Stored items from a collection
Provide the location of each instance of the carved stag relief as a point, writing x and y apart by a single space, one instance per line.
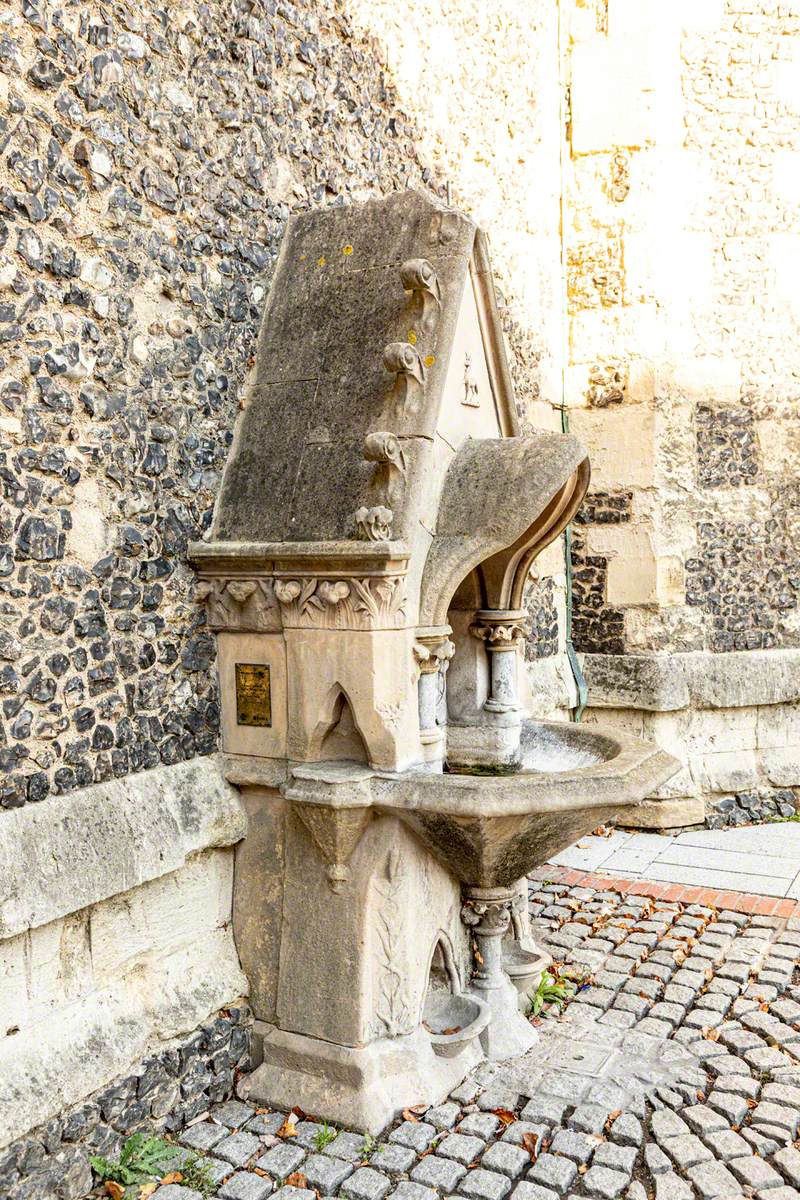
239 604
389 478
373 525
404 363
419 277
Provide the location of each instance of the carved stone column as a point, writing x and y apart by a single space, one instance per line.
487 913
432 651
500 630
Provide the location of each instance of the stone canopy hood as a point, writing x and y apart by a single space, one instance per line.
380 432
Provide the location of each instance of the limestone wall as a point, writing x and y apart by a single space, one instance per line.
684 343
684 364
115 945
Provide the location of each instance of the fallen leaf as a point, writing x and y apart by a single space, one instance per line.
529 1143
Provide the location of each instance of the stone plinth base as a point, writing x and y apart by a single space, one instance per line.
359 1087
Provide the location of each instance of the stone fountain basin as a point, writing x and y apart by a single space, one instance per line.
491 831
451 1020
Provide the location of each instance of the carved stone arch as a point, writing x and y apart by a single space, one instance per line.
336 735
503 502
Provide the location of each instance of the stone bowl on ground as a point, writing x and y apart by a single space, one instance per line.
453 1020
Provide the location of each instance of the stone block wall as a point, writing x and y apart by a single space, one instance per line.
149 159
115 947
683 339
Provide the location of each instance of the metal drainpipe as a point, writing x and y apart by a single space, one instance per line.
577 673
566 117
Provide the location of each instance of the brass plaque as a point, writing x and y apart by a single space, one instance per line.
253 702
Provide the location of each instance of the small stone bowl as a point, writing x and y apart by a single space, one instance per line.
524 969
453 1021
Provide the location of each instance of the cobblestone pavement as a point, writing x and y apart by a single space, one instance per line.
674 1074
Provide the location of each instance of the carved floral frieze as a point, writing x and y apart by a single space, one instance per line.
239 604
310 603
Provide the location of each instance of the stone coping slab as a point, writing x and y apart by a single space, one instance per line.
666 683
72 851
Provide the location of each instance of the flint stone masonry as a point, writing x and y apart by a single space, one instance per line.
136 947
162 1093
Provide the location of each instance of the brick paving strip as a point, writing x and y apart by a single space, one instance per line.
673 1074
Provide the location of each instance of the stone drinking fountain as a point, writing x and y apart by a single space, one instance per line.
377 522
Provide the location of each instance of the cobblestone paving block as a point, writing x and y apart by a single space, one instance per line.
665 1125
415 1134
325 1174
601 1181
366 1183
507 1159
573 1145
732 1108
516 1132
292 1193
525 1191
461 1147
480 1125
392 1158
617 1158
713 1180
348 1146
175 1192
671 1187
203 1137
589 1119
307 1134
481 1185
238 1149
545 1110
702 1119
553 1171
443 1174
265 1123
246 1186
232 1114
408 1191
788 1163
686 1151
756 1174
444 1116
281 1161
726 1145
656 1161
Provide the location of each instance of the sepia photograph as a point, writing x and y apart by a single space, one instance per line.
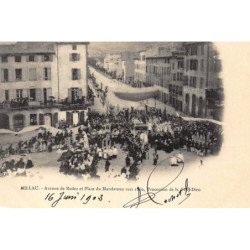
109 114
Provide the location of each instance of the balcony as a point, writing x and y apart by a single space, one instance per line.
25 104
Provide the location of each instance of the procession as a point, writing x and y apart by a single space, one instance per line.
107 128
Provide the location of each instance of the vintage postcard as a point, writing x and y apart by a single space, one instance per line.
124 124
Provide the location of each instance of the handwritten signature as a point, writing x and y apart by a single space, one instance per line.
83 198
149 196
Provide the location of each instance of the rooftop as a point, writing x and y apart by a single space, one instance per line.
31 47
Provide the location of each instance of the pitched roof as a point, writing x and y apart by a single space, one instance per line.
27 47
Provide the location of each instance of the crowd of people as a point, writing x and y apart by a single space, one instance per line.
104 137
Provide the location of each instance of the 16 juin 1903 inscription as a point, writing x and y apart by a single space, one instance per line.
119 124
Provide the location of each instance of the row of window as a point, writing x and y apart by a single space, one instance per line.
158 70
32 93
193 64
177 76
44 58
192 81
175 89
194 49
157 60
29 58
32 74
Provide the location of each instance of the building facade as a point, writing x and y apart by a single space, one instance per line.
201 77
176 61
37 78
158 73
140 69
113 65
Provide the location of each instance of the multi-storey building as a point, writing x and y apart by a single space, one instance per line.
176 83
140 69
158 74
113 65
201 78
36 79
128 66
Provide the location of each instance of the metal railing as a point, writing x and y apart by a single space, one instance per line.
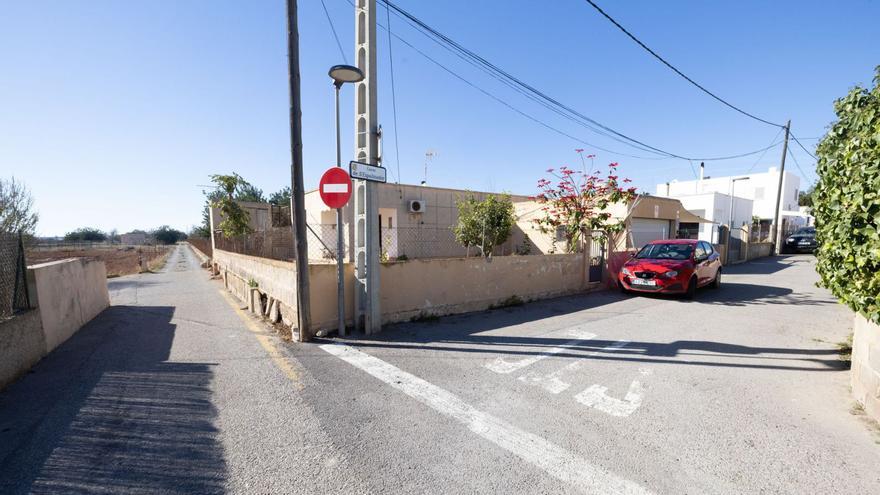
13 275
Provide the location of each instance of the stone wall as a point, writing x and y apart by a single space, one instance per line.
865 373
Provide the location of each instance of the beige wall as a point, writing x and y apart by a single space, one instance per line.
865 374
458 285
22 345
69 293
428 286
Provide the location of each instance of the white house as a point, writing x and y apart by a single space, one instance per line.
760 188
716 207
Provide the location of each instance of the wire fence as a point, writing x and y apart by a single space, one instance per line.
13 275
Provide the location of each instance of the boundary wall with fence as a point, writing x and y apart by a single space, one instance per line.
63 296
409 289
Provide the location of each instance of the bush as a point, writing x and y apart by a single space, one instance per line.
846 202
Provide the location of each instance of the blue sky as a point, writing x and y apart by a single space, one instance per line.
115 113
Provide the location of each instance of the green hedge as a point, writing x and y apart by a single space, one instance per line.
846 202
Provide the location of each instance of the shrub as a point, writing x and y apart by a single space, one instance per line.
846 202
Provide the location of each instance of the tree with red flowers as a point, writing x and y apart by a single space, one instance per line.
576 202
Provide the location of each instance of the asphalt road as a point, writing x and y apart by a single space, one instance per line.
174 390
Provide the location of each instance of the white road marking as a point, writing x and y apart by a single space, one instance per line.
553 382
335 188
595 396
554 460
503 366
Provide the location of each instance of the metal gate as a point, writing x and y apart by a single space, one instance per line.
598 244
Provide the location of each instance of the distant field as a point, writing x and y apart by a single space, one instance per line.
119 260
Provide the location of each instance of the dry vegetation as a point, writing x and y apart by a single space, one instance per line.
119 260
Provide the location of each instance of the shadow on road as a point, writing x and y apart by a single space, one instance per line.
106 413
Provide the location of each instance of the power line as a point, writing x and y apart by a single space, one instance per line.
674 69
804 148
798 165
333 29
393 93
762 154
536 95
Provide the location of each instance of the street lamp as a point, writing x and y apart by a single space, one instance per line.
341 74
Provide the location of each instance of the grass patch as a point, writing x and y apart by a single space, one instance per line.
510 302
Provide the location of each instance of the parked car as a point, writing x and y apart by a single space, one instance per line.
672 266
802 240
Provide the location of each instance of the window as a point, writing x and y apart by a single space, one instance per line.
759 193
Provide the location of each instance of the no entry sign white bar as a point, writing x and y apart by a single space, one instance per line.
335 188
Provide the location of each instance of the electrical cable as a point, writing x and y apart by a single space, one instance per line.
393 93
333 29
674 69
473 58
762 154
803 147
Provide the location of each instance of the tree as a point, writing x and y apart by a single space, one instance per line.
235 218
484 224
846 202
243 191
17 208
281 198
167 235
86 234
576 203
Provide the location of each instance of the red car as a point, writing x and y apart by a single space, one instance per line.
672 266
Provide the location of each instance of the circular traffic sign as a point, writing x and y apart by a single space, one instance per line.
335 187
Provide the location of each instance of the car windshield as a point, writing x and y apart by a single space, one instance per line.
666 252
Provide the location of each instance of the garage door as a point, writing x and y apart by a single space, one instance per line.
645 230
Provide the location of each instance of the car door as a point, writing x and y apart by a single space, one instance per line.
700 262
714 261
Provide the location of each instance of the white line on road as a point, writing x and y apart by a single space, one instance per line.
553 382
502 366
554 460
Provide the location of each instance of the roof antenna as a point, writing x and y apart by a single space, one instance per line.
429 155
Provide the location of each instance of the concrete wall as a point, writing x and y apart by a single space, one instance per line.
865 374
22 344
272 277
69 293
411 288
760 249
459 285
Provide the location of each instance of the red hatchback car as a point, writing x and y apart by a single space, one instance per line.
672 266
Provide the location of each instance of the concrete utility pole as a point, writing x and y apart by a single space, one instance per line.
297 199
368 316
777 237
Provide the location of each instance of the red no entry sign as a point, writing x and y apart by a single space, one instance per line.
335 187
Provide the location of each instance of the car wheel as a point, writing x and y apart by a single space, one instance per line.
692 289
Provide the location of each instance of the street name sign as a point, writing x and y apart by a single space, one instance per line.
335 187
365 171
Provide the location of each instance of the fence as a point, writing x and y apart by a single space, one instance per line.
13 275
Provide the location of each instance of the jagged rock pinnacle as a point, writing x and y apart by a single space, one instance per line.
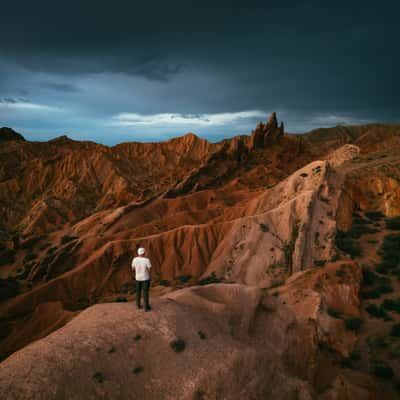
266 134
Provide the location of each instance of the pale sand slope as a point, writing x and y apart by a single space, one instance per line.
256 346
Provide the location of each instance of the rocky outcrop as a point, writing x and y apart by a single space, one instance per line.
8 134
266 134
114 351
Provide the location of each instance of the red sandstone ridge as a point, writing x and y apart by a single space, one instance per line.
7 134
279 223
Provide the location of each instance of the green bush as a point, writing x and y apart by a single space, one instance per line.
319 263
395 331
392 305
355 355
333 313
353 324
9 287
375 311
98 377
30 257
7 257
137 370
374 215
202 335
393 223
390 251
370 294
347 244
184 278
264 227
209 279
382 370
66 238
369 277
178 345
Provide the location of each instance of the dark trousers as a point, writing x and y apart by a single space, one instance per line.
145 285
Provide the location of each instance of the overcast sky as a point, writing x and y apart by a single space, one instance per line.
114 71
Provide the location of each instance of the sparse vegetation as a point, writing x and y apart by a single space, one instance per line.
347 244
51 250
390 251
30 257
370 294
264 227
202 335
393 223
383 370
353 324
374 215
7 256
275 284
137 370
375 311
319 263
66 238
184 278
395 330
333 313
98 377
209 279
392 305
9 287
111 349
178 345
288 247
355 355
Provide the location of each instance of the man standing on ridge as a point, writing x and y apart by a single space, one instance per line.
142 265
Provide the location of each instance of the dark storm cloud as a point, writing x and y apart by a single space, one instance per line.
13 100
321 61
59 86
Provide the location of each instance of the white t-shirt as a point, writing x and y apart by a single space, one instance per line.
141 266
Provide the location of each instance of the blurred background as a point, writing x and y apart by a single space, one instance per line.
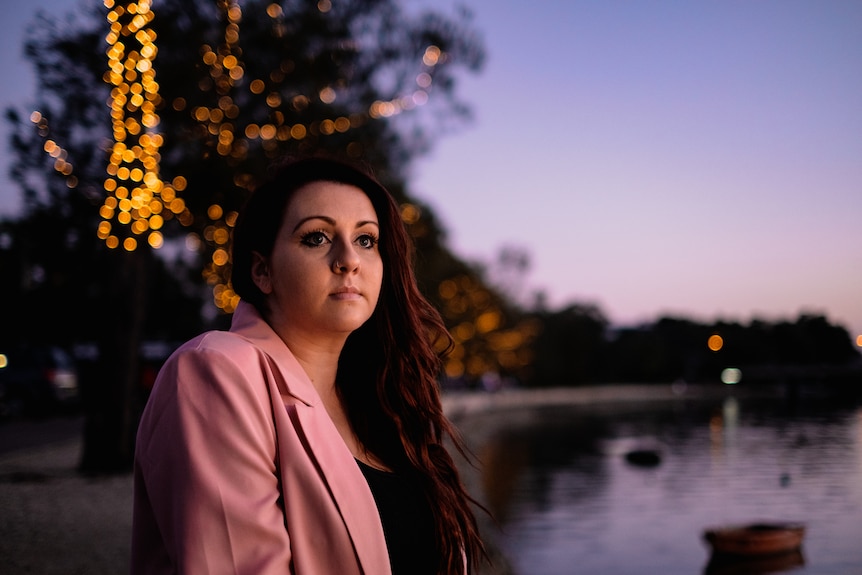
600 193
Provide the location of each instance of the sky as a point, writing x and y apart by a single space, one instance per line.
693 159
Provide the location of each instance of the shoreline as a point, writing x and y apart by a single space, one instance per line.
56 520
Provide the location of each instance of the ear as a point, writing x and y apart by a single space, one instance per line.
260 273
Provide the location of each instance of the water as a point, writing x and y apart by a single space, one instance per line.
568 501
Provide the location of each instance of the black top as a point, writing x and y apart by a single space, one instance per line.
408 524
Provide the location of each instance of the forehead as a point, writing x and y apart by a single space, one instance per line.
330 200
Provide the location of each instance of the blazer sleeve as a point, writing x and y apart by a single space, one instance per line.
207 495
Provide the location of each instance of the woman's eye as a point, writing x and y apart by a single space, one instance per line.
314 239
366 241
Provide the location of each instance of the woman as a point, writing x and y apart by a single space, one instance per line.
309 438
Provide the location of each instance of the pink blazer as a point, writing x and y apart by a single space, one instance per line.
238 468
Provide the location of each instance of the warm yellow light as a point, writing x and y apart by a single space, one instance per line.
715 342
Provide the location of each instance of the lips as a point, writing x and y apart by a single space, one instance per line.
346 292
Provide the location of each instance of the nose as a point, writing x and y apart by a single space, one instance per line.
345 260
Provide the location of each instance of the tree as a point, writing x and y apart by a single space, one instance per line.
204 95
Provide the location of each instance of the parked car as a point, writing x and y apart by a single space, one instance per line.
36 379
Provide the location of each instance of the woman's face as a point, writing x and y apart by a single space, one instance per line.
324 275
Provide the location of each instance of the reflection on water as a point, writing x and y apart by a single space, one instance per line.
569 501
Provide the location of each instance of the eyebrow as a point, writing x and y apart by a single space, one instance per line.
332 222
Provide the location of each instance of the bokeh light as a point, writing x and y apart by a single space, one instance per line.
715 342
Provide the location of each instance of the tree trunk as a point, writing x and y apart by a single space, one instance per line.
111 390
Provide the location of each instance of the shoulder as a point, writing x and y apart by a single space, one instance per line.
215 360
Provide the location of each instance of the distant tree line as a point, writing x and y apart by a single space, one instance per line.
577 346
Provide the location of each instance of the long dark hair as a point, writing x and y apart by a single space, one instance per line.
388 369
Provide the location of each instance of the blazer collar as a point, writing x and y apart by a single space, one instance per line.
249 324
346 483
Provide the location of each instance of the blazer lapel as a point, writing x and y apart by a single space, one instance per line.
348 487
337 466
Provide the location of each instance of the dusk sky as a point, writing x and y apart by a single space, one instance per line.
697 159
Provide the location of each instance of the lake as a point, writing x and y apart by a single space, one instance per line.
568 501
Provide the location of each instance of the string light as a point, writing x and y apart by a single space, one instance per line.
137 201
136 197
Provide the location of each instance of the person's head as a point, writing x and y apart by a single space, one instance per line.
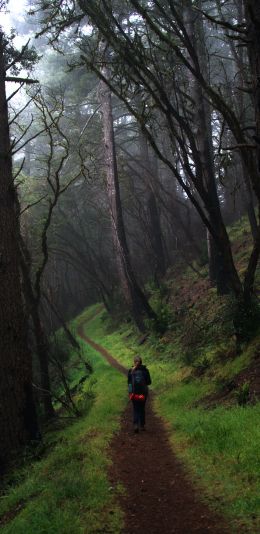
137 360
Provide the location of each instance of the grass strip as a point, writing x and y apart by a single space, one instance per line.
68 491
219 446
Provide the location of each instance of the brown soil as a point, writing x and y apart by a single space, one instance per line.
160 498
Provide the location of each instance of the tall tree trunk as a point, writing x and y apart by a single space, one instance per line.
18 421
252 13
222 270
42 348
154 218
133 295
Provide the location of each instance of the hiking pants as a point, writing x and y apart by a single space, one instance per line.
139 412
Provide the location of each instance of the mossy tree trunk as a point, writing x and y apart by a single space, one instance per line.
17 412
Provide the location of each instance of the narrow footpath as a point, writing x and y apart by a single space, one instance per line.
159 499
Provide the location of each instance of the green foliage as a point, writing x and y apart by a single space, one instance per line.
219 445
243 394
164 313
67 490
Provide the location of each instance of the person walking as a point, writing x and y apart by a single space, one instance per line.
138 381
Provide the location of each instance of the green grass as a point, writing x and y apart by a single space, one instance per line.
68 490
219 446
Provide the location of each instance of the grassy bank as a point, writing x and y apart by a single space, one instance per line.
218 443
66 490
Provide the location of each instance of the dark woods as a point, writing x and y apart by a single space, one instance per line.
137 148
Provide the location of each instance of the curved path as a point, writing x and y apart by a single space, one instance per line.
159 499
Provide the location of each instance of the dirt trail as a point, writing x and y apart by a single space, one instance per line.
159 498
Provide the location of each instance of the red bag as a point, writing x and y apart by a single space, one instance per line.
135 396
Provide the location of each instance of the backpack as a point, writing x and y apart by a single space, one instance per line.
138 382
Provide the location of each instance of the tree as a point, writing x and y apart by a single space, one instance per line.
134 296
18 422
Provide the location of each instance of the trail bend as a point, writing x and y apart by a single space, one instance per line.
159 498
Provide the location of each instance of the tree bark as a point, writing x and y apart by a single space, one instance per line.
18 421
133 295
42 348
221 266
154 218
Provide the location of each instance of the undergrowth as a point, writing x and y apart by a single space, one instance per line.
220 444
66 489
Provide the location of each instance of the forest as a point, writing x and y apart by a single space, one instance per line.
129 224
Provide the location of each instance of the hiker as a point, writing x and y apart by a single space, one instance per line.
138 381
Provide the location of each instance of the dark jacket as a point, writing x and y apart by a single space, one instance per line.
145 372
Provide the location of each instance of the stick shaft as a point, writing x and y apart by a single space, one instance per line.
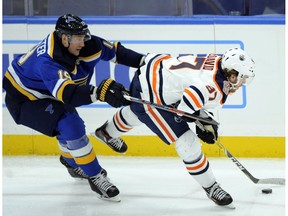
278 181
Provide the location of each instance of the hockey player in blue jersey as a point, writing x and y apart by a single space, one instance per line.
192 84
44 85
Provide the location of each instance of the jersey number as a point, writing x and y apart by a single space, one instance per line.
24 57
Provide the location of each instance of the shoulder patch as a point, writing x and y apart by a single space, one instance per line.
108 44
64 75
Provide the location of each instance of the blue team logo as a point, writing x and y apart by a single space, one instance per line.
49 109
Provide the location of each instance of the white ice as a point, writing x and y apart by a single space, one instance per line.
149 186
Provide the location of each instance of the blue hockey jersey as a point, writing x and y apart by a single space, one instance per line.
48 70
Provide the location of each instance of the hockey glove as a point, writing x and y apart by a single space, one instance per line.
209 135
112 92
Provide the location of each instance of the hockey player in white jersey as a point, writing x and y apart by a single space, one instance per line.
192 84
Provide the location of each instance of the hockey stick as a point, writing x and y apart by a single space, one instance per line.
171 109
277 181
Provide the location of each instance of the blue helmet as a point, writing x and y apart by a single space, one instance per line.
70 24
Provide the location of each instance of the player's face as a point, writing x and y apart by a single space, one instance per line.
234 80
76 44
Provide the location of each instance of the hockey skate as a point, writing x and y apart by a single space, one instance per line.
104 189
74 172
117 144
219 196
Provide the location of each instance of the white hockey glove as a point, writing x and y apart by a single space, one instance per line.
210 132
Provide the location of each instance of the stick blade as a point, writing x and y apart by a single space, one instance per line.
277 181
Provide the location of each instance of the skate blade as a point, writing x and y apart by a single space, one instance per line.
111 199
230 206
94 135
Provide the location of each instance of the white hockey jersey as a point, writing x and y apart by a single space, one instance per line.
197 82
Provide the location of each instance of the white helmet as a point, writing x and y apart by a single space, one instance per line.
238 60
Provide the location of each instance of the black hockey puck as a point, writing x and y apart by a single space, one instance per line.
267 191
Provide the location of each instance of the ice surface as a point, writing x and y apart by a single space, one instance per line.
149 186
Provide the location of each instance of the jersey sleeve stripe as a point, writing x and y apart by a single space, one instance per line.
199 93
155 78
18 87
165 130
92 57
190 95
120 124
59 88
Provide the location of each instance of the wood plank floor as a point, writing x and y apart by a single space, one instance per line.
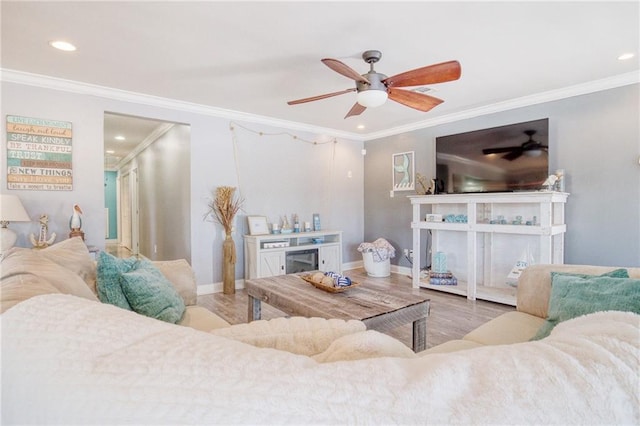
451 316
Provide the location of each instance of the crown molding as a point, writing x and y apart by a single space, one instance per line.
29 79
54 83
538 98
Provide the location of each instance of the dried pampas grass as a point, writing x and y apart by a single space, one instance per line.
224 207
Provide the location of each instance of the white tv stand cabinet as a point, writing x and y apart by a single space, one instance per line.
481 254
261 260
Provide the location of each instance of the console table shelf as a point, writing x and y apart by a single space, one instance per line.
485 237
266 255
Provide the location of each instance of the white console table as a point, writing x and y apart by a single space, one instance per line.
265 255
480 253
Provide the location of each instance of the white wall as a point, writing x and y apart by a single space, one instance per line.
278 182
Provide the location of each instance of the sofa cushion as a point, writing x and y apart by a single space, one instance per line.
201 319
18 268
149 293
19 287
534 285
109 271
74 255
364 345
451 346
510 327
573 296
181 275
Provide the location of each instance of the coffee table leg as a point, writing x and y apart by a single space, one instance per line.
420 335
255 309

Task statement:
From the line that contains "Provide the location of each instance of the white wall" down to the last line of the listing above, repeat each line exactly, and include nothing else.

Task result:
Provide the location of each instance of the white wall as a point, writing x and y apart by a single space, one instance per line.
278 182
Provide the location of each instance of the sofa cushion as a point, writing x and y apart by a single space, one instance per line.
201 319
18 268
149 293
19 287
534 285
109 271
74 255
364 345
451 346
510 327
573 296
181 275
Provide the location of each instance of the coffee table leg as a point, writing x and y apart by a single space, one instance per line.
420 335
255 309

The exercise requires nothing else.